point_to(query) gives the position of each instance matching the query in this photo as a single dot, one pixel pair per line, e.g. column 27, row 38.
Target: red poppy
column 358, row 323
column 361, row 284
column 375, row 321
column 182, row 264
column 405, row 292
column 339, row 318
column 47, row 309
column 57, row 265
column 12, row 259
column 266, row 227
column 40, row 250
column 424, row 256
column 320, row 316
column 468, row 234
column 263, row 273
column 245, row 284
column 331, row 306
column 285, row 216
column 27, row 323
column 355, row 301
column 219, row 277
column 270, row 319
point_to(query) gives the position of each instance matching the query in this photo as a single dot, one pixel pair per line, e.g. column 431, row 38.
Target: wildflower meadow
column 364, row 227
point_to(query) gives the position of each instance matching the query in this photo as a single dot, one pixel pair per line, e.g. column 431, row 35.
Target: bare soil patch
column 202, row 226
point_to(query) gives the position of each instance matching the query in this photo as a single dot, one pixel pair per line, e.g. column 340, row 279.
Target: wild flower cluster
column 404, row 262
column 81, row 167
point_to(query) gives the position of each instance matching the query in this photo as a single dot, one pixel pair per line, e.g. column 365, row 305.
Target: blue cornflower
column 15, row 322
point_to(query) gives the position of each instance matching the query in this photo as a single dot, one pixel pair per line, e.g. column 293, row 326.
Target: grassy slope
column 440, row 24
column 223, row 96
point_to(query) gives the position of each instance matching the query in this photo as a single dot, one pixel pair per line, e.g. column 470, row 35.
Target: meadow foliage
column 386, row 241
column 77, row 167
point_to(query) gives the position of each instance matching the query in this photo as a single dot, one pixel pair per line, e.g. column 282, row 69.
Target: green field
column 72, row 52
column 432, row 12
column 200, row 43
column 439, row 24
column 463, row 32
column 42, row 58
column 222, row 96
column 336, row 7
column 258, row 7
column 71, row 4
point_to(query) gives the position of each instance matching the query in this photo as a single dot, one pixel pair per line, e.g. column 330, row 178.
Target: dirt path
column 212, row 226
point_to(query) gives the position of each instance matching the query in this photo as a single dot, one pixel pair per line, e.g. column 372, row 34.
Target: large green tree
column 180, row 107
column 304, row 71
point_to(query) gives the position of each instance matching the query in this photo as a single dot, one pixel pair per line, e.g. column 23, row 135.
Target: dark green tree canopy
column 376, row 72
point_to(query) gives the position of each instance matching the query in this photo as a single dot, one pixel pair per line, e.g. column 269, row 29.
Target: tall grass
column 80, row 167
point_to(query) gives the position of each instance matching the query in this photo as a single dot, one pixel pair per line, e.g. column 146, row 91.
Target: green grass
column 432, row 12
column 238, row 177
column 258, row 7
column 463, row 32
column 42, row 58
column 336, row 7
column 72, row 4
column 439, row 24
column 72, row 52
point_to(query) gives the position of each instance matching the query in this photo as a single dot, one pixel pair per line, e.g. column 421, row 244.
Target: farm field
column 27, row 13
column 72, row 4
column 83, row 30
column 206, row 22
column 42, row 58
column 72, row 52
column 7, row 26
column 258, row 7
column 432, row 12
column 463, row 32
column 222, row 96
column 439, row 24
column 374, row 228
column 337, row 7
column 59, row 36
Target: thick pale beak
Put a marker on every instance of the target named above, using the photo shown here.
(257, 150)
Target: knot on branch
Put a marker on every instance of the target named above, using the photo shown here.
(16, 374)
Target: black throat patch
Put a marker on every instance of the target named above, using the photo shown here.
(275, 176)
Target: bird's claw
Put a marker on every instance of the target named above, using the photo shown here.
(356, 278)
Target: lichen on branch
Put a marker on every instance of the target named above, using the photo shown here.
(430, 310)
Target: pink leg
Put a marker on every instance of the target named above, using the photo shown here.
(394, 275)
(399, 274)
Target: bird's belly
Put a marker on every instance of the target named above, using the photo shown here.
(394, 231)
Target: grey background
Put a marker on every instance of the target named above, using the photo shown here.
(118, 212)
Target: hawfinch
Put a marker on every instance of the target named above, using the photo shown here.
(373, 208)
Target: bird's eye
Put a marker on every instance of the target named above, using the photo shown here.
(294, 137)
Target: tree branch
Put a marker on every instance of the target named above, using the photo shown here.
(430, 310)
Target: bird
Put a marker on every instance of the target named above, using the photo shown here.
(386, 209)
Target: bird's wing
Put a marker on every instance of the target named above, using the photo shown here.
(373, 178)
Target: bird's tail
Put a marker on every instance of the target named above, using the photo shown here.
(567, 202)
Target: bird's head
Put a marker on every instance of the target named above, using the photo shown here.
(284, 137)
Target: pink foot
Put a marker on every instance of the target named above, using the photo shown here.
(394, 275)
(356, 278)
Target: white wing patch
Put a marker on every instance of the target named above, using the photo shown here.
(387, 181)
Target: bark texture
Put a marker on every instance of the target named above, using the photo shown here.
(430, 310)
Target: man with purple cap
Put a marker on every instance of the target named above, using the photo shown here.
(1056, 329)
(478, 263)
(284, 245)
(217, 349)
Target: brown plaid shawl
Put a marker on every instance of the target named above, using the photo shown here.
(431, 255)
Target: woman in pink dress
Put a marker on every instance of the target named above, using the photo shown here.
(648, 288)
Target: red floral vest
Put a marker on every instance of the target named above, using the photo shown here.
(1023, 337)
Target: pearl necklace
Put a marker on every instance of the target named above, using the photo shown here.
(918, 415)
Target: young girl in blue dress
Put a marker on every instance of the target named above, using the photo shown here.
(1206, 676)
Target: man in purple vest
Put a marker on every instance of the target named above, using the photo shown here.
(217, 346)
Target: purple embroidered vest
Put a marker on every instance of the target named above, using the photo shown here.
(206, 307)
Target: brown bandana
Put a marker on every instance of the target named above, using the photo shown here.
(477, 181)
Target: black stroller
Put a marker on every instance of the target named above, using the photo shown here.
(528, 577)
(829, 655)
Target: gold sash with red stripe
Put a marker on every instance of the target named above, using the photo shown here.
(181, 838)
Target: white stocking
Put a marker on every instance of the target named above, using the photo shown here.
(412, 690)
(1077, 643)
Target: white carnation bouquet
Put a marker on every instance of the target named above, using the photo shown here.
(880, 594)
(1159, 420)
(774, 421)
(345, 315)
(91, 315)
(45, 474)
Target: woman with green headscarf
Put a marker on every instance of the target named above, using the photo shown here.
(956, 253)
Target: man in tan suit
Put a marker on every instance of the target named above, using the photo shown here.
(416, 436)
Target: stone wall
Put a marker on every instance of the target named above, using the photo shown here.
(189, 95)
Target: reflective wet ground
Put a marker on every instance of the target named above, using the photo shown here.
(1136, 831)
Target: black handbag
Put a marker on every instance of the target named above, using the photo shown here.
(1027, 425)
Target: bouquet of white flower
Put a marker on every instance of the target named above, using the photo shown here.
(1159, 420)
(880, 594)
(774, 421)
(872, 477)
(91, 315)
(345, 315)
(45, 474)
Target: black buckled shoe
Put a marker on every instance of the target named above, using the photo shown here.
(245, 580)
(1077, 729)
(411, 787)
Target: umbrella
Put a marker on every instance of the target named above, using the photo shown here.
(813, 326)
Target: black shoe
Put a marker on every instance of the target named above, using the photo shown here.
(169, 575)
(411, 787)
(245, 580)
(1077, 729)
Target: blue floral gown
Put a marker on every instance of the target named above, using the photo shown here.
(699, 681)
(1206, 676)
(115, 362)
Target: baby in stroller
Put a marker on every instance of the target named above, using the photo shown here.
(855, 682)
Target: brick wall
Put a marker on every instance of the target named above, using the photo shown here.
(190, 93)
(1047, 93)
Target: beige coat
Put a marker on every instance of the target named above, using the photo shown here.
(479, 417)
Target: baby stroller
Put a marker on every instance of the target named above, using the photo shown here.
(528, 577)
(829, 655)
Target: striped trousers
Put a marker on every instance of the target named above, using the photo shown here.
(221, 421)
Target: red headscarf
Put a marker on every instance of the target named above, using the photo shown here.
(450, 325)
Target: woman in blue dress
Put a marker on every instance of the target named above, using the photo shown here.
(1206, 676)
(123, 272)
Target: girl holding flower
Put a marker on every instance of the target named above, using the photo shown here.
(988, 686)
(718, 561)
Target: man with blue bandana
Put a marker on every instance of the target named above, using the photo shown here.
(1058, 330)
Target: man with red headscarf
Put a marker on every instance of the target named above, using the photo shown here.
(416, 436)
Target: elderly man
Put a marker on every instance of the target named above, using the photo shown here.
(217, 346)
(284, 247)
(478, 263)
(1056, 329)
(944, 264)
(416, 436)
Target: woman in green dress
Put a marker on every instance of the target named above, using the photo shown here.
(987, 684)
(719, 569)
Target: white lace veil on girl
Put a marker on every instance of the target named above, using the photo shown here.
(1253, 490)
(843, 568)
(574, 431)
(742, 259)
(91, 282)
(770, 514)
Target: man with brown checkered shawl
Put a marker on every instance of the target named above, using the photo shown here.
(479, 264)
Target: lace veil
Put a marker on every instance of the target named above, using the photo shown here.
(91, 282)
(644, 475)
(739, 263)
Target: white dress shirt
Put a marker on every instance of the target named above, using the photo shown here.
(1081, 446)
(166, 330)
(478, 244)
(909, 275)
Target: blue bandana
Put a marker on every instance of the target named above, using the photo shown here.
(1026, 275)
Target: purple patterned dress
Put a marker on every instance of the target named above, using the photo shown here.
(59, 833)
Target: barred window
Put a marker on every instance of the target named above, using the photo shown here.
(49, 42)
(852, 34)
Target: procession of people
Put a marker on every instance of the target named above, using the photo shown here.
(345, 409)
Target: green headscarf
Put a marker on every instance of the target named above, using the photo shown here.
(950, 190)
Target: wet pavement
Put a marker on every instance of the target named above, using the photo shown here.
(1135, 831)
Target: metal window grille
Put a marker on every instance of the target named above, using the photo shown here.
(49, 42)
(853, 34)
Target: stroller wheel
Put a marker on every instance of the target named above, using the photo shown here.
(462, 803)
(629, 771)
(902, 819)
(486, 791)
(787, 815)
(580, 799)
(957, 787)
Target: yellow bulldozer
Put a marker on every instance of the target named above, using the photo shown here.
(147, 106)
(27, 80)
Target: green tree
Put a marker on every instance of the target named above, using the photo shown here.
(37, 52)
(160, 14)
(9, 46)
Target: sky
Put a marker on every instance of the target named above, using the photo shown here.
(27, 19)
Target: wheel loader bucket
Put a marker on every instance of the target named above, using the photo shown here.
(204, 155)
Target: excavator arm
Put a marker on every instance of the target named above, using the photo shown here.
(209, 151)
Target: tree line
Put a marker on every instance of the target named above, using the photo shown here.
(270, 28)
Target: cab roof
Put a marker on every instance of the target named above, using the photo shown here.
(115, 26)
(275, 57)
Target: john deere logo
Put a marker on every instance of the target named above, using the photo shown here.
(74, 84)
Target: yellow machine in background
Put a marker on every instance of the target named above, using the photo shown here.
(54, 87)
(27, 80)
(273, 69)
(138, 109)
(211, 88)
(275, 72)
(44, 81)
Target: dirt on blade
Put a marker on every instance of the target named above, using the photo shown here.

______________________________

### TASK OBJECTIVE
Starting at the line with "293, row 326." and ending after the line with "column 77, row 167", render those lines of the records as a JSON list of strings, one string per line, with blank lines left out.

### ANSWER
[
  "point_to(query) gives the position of each instance matching the query in this photo as a single dot, one pixel pair per line, e.g. column 293, row 326.",
  "Target: grassy slope",
  "column 440, row 24",
  "column 223, row 96",
  "point_to(query) gives the position of each instance matching the query in this photo as a single dot, one pixel pair per line, e.g. column 470, row 35.",
  "Target: meadow foliage",
  "column 386, row 241",
  "column 77, row 167"
]